Start Provided records

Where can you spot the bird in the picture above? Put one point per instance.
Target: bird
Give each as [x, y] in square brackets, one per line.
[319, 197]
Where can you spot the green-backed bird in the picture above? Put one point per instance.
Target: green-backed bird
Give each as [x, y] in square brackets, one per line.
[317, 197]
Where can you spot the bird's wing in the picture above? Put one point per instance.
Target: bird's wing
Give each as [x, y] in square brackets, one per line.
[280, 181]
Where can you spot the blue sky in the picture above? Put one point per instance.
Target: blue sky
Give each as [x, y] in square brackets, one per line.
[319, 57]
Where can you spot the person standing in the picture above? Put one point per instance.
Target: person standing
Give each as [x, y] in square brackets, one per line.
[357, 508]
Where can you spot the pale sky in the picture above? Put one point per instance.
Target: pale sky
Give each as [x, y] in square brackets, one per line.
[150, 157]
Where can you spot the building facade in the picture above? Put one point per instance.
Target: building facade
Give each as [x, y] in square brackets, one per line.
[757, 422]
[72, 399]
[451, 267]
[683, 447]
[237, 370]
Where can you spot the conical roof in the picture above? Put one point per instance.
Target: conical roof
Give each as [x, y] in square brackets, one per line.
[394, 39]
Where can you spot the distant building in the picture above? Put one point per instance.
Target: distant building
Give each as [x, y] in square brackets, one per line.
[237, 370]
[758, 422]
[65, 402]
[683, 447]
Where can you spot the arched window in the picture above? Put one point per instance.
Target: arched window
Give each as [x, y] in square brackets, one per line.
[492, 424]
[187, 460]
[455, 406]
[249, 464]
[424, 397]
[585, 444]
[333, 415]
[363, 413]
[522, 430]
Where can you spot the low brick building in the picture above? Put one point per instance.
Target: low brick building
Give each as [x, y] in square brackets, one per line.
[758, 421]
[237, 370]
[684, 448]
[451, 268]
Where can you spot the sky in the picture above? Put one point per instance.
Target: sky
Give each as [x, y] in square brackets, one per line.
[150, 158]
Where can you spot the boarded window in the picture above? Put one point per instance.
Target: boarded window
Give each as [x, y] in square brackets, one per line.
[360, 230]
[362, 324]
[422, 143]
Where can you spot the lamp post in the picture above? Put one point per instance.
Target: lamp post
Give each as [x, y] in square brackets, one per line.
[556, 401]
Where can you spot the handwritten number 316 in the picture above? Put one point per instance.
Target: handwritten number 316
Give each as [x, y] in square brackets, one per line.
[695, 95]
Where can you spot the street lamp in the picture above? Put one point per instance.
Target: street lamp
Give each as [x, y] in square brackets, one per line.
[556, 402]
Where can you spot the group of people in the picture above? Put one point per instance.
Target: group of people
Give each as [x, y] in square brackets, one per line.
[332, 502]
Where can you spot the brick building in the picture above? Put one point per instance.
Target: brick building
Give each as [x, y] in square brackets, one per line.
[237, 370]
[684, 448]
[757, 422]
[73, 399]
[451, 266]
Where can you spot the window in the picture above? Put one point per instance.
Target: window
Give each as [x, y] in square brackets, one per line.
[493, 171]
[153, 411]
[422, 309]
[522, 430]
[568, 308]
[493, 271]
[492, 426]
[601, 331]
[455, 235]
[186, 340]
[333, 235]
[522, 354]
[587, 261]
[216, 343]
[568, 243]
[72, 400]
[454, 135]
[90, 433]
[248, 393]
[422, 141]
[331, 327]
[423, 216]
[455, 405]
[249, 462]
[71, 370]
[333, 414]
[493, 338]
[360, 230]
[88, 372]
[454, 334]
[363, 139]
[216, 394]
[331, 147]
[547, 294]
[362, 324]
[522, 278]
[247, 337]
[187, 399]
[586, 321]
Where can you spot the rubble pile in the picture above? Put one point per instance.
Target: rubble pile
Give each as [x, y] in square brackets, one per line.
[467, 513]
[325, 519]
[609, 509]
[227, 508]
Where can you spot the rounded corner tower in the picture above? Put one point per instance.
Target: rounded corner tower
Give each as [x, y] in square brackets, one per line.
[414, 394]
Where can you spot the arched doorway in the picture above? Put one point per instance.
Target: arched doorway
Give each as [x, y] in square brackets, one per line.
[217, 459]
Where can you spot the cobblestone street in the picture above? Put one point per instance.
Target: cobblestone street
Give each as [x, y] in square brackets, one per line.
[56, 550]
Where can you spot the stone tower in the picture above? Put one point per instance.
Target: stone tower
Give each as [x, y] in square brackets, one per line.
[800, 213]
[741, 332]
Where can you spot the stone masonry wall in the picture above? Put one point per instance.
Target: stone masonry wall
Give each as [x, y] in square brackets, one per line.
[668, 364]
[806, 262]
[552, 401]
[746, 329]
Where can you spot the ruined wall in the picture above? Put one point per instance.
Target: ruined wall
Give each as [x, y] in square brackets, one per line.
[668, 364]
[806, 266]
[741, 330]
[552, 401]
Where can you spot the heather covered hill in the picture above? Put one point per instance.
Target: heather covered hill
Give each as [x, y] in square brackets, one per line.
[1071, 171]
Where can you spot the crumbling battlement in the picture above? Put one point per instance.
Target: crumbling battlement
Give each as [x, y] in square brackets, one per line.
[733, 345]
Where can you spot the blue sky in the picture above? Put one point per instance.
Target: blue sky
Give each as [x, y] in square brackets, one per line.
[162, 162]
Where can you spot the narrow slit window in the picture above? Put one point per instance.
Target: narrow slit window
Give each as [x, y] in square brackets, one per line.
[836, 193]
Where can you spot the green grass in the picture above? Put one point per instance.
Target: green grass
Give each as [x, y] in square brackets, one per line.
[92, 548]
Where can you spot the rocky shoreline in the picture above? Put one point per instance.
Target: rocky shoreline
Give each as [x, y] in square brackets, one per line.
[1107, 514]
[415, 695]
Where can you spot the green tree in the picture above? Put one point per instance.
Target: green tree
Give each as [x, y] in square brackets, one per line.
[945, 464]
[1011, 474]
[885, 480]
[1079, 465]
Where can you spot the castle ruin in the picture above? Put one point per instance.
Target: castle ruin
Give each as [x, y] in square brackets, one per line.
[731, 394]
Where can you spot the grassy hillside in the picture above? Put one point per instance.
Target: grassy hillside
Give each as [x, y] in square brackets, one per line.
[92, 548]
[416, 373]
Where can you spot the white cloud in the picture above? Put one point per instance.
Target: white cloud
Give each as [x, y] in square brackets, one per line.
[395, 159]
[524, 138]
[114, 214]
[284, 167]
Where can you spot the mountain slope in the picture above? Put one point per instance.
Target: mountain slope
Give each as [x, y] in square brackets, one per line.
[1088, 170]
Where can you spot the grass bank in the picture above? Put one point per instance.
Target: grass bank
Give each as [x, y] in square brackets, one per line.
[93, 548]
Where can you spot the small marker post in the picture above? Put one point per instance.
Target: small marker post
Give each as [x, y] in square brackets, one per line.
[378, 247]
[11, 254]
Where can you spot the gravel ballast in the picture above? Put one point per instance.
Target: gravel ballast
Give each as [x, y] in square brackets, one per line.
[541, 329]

End Provided records

Write the entries again, exactly as they stand.

Where can you spot the bird in the picture above? Put one point per instance.
Target: bird
Give each as [x, y] in square brackets, one per line.
[319, 197]
Where can you spot the green-backed bird in the picture above? Put one point per instance.
Target: green-backed bird
Give each as [x, y] in square brackets, one per line.
[317, 197]
Where can you spot the bird's wing in the picture above? Put one point per instance.
Target: bird's wing
Give each as [x, y] in square brackets, one per line.
[280, 181]
Where can you spot the blue sky in the picture above? Put one point per instance.
Target: blue sky
Give each as [x, y] in square brackets, one per line.
[319, 57]
Where can you spot the person standing in the picture above? Put one point per instance.
Target: person standing
Give each as [x, y] in square brackets, one per line.
[357, 508]
Where can you spot the pale sky in the picture above? Put one point per instance.
Target: pale sky
Give each as [x, y] in square brackets, one per line.
[150, 157]
Where can you spot the building facade in the picture above? Put one point per instance.
Target: building facade
Give each as [x, y] in square brackets, one per line.
[757, 422]
[72, 399]
[451, 267]
[683, 447]
[237, 370]
Where can you spot the conical roof in the picture above? Put one point per instance.
Target: conical roof
Give each as [x, y] in square brackets, one per line.
[394, 39]
Where can you spot the distant building in the picture above? Put one point per instance.
Target: distant building
Give each as [x, y] in square brackets, one per line.
[237, 370]
[758, 422]
[65, 402]
[683, 447]
Where can you spot the arched window in the picture above? Put one point per instance.
Target: arched window
Give each as [x, y] in square brackets, one per line.
[492, 424]
[187, 460]
[455, 406]
[249, 464]
[424, 397]
[585, 444]
[333, 415]
[363, 413]
[522, 430]
Where can you spot the low brick building in the picture above? Put one point per instance.
Target: low brick building
Give each as [x, y] in square brackets, one per line.
[758, 421]
[237, 370]
[684, 448]
[451, 268]
Where can you spot the sky in the picture above? Put one point per instance.
Target: sky
Give each as [x, y] in square brackets, one per line.
[150, 158]
Where can you spot the boarded window in the picture above? Put one point per instance.
Target: boarded window
Give each as [x, y] in square brackets, one per line.
[360, 230]
[362, 324]
[422, 143]
Where can you spot the lamp post in the picture above? Put one point per instance.
Target: lamp post
Give each as [x, y] in square brackets, one per line.
[556, 401]
Where can you spot the handwritten number 316 in the picture above? Put one point per instance.
Target: handwritten number 316
Give each as [x, y] in square brackets, one per line.
[695, 95]
Where can you spot the street lamp in the picture above? Put one point per instance.
Target: street lamp
Give each as [x, y] in square brackets, one per line.
[556, 402]
Where can you spot the group of people in the picture above? Put one point per instance.
Target: group of people
Give each as [x, y] in square brackets, one per line.
[332, 502]
Where can you spot the brick building in the picture above? Put one point per instance.
Target: brick building
Give each as [x, y] in square brackets, one per line.
[237, 370]
[684, 448]
[757, 422]
[73, 399]
[451, 266]
Where can you spot the window in the picture above? Put one point per instance.
Target: window
Give each as [x, y] in square brackets, one per line.
[493, 171]
[153, 411]
[422, 309]
[522, 430]
[568, 308]
[493, 271]
[492, 426]
[601, 331]
[455, 235]
[186, 340]
[333, 235]
[522, 354]
[587, 261]
[216, 343]
[568, 243]
[72, 400]
[454, 135]
[90, 433]
[248, 393]
[422, 141]
[331, 327]
[423, 216]
[455, 405]
[249, 462]
[71, 370]
[333, 414]
[493, 338]
[360, 230]
[88, 372]
[454, 334]
[363, 139]
[216, 394]
[331, 147]
[547, 294]
[362, 324]
[522, 278]
[247, 337]
[187, 399]
[586, 321]
Where can you spot the rubble pile in the picture above? Put one point per instance.
Target: rubble pile
Give each as [x, y] in square brackets, one per line.
[467, 513]
[325, 519]
[609, 509]
[227, 508]
Where can you spot the rounded corner tower in the picture above? Put one point per instance.
Target: rounded corner tower
Give each as [x, y] in square brackets, one per line.
[414, 394]
Where can you spot the arched doorway in the picture above? Put one point per instance.
Target: arched doorway
Give each as [x, y] in square brackets, one per line.
[217, 459]
Where can you spot the cobblestone street in the picture above? Put one point per instance.
Target: cobblestone street
Give each as [x, y] in square brackets, one per line.
[56, 550]
Where can you spot the stone tower in the picture above? Put one point per instance.
Target: stone tower
Give each as [x, y] in square brackets, one per line.
[800, 213]
[741, 332]
Where can you spot the stone masonry wall in the picture above? Put one point per instance.
Target: stone masonry wall
Give each as [x, y] in square brackets, one per line.
[668, 364]
[806, 262]
[552, 401]
[746, 329]
Where can you spot the ruined wall in the picture above? Put one point per instance.
Target: ruined wall
Give each as [x, y] in square brackets, one per line.
[668, 364]
[806, 266]
[741, 330]
[552, 401]
Where can you spot the heather covered hill in the picture above? Put one point per instance.
Target: heather covered hill
Give each as [x, y] in square brackets, one per line.
[1071, 171]
Where can you spot the crumbling battlement in the picture above? Put one point per instance.
Target: crumbling battlement
Give each as [x, y] in square brackets, one per line.
[733, 345]
Where can you spot the blue sky in the picture above? Put one point per instance.
Target: blue sky
Give each as [x, y] in square brackets, one per line.
[162, 162]
Where can you spot the narrow slit window in the picture above? Put one point per instance.
Target: narrow slit window
Give each as [x, y] in square brackets, one per line.
[836, 193]
Where can you spot the green grass in the picture above? Put one point per instance.
Target: green grass
Give each as [x, y] in square brackets, one per line.
[92, 548]
Where can you spot the rocky shoreline in the picture above? Put one point per instance.
Target: rocky shoreline
Give each as [x, y] in square brackets, one per line.
[1107, 514]
[415, 695]
Where can you spot the green tree in the picture above? Put one point per instance.
Target: green tree
Give each as [x, y] in square brackets, one per line.
[945, 464]
[1011, 474]
[885, 480]
[1079, 465]
Where can you spot the castle ruin in the picture above? Put one point per instance.
Target: castle ruin
Give each as [x, y] in square brackets, one per line.
[731, 394]
Where can you spot the grassy hillside in the picture above? Put one point per instance.
Target: grassy hillside
Give each as [x, y] in square brackets, one per line.
[92, 548]
[416, 373]
Where can you spot the white cloud in the picture above? Put one point per instance.
Target: white cloud
Give each as [x, y] in square brackets, one per line.
[395, 159]
[524, 138]
[114, 214]
[284, 167]
Where can you spot the mountain slope in the picture above? Put one point per instance.
Target: mountain slope
Give each as [x, y] in square brackets, one per line.
[1088, 170]
Where can you spot the grass bank in the picture above? Put one point per instance.
Target: grass bank
Give each as [x, y] in square brackets, one per line.
[93, 548]
Where can you spot the small marker post in the picture above? Put one point per instance.
Target: small marker post
Give each as [x, y] in square brackets, one per line.
[378, 247]
[11, 254]
Where can you spot the gravel ballast in the picture above? Put one point per instance.
Target: gravel ballast
Give each as [x, y] in square brackets, one per line.
[541, 329]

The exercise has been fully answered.